[START OF Records shown]

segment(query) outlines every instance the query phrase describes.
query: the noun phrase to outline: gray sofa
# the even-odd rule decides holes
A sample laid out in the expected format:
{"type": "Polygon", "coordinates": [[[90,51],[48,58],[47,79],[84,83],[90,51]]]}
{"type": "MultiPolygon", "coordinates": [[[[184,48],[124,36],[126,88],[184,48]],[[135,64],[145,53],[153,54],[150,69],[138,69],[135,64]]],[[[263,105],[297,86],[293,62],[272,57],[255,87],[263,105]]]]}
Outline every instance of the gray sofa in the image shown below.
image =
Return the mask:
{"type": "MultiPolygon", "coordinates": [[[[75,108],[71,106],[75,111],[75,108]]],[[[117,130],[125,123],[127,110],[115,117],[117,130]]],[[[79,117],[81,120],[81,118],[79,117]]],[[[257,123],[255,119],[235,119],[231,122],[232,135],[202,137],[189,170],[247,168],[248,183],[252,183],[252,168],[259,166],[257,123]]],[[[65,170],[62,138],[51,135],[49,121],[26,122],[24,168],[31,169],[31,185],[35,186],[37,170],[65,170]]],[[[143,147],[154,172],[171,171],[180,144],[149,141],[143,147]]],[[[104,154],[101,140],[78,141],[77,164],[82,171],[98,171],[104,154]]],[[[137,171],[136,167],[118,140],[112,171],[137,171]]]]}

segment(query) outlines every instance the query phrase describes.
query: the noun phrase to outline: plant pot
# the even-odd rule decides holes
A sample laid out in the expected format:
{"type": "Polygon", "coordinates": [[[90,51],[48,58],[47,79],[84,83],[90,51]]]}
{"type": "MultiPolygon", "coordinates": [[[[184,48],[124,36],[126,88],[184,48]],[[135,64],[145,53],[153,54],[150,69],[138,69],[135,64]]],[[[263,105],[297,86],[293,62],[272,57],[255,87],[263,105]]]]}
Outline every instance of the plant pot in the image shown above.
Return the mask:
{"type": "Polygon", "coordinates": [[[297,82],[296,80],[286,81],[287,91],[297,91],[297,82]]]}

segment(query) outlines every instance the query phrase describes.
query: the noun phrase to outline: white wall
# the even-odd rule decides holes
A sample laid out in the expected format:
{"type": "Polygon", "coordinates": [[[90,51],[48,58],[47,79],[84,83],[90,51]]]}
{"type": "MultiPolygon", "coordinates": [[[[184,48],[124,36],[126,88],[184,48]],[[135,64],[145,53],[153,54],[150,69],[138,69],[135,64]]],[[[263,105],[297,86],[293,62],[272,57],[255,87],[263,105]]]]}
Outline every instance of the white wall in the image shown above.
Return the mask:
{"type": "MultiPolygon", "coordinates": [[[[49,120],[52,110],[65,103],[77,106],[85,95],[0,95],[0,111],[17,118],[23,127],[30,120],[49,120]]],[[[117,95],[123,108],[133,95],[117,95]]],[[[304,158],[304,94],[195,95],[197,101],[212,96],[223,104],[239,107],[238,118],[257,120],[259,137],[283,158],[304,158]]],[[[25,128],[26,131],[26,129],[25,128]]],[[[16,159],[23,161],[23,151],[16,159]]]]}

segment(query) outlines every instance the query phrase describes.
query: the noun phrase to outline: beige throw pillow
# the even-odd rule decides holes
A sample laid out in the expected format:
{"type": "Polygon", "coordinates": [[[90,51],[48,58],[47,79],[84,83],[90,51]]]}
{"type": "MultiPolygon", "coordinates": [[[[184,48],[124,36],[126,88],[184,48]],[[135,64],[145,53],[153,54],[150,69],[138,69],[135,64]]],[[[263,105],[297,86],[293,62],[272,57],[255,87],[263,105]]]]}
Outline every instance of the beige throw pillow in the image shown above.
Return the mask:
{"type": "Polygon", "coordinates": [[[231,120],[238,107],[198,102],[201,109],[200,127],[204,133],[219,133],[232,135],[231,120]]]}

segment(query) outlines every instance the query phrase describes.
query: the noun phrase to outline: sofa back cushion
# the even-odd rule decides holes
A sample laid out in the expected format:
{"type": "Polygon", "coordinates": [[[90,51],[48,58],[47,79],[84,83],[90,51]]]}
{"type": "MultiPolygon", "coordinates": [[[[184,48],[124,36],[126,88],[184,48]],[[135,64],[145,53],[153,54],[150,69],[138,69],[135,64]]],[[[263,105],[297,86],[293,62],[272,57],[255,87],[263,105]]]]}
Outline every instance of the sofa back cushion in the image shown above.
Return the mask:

[END OF Records shown]

**Goal of the exercise**
Restate the data above exactly, keeping each word as it stands.

**The answer**
segment(query) outlines every instance the query phrase describes.
query: the noun phrase to outline: gray sofa
# the even-odd rule decides holes
A sample laid out in the expected format:
{"type": "Polygon", "coordinates": [[[90,51],[48,58],[47,79],[84,83],[90,51]]]}
{"type": "MultiPolygon", "coordinates": [[[[184,48],[124,36],[126,88],[184,48]],[[135,64],[145,53],[153,54],[150,69],[138,69],[135,64]]],[[[263,105],[297,86],[293,62],[272,57],[255,87],[263,105]]]]}
Outline every instance of the gray sofa in the image shown below.
image =
Return the mask:
{"type": "MultiPolygon", "coordinates": [[[[75,108],[71,106],[75,111],[75,108]]],[[[117,130],[125,123],[127,110],[115,117],[117,130]]],[[[79,117],[81,120],[81,118],[79,117]]],[[[257,123],[255,119],[235,119],[231,122],[232,135],[202,137],[189,170],[247,168],[248,183],[252,183],[252,168],[259,166],[257,123]]],[[[65,170],[62,138],[51,135],[49,121],[26,122],[24,168],[31,169],[31,185],[35,186],[37,170],[65,170]]],[[[143,147],[154,172],[171,171],[180,144],[149,141],[143,147]]],[[[104,154],[101,140],[78,141],[77,164],[82,171],[98,171],[104,154]]],[[[137,171],[136,167],[118,140],[112,171],[137,171]]]]}

segment(query) outlines every instance the query phrase describes.
query: the noun phrase to outline: plant pot
# the even-odd rule decides holes
A sample laid out in the expected format:
{"type": "Polygon", "coordinates": [[[90,51],[48,58],[47,79],[84,83],[90,51]]]}
{"type": "MultiPolygon", "coordinates": [[[[184,48],[124,36],[126,88],[184,48]],[[135,64],[145,53],[153,54],[150,69],[138,69],[135,64]]],[[[263,105],[297,86],[293,62],[272,57],[255,87],[263,105]]]]}
Outline every instance of the plant pot in the image shown above.
Return the mask:
{"type": "Polygon", "coordinates": [[[297,82],[296,80],[286,81],[287,91],[297,91],[297,82]]]}

segment(query) outlines every instance the query phrase describes.
query: the noun phrase to outline: white wall
# the even-odd rule decides holes
A sample laid out in the expected format:
{"type": "Polygon", "coordinates": [[[90,51],[48,58],[47,79],[84,83],[90,51]]]}
{"type": "MultiPolygon", "coordinates": [[[[184,48],[124,36],[126,88],[184,48]],[[135,64],[145,53],[153,54],[150,69],[138,69],[135,64]]],[[[263,105],[297,86],[293,62],[272,57],[255,87],[263,105]]]]}
Outline every instance of the white wall in the image shown above.
Return the mask:
{"type": "MultiPolygon", "coordinates": [[[[49,120],[52,110],[65,103],[77,106],[85,95],[0,95],[0,111],[17,118],[23,127],[30,120],[49,120]]],[[[117,95],[123,108],[133,95],[117,95]]],[[[304,158],[304,94],[195,95],[197,101],[212,96],[223,104],[239,107],[238,118],[257,120],[259,137],[283,158],[304,158]]],[[[25,128],[26,131],[26,129],[25,128]]],[[[16,159],[23,161],[23,151],[16,159]]]]}

segment(query) outlines every instance the query phrase describes.
query: the noun phrase to outline: beige throw pillow
# the even-odd rule decides holes
A sample laid out in the expected format:
{"type": "Polygon", "coordinates": [[[90,51],[48,58],[47,79],[84,83],[90,51]]]}
{"type": "MultiPolygon", "coordinates": [[[[184,48],[124,36],[126,88],[184,48]],[[135,64],[145,53],[153,54],[150,69],[138,69],[135,64]]],[[[263,105],[297,86],[293,62],[272,57],[255,87],[263,105]]]]}
Outline every instance of the beige throw pillow in the image shown above.
Return the mask:
{"type": "Polygon", "coordinates": [[[231,120],[238,107],[198,102],[201,109],[200,127],[204,133],[219,133],[232,135],[231,120]]]}

segment(query) outlines every instance the query phrase describes.
query: the noun phrase to outline: sofa back cushion
# the even-odd rule decides holes
A sample laid out in the expected format:
{"type": "Polygon", "coordinates": [[[90,51],[48,58],[47,79],[84,83],[90,51]]]}
{"type": "MultiPolygon", "coordinates": [[[[184,48],[124,36],[126,88],[184,48]],[[135,64],[145,53],[153,54],[150,69],[138,69],[135,64]]],[[[263,105],[297,86],[293,62],[272,57],[255,87],[263,105]]]]}
Outline every instance of the sofa back cushion in the image shown above.
Return the mask:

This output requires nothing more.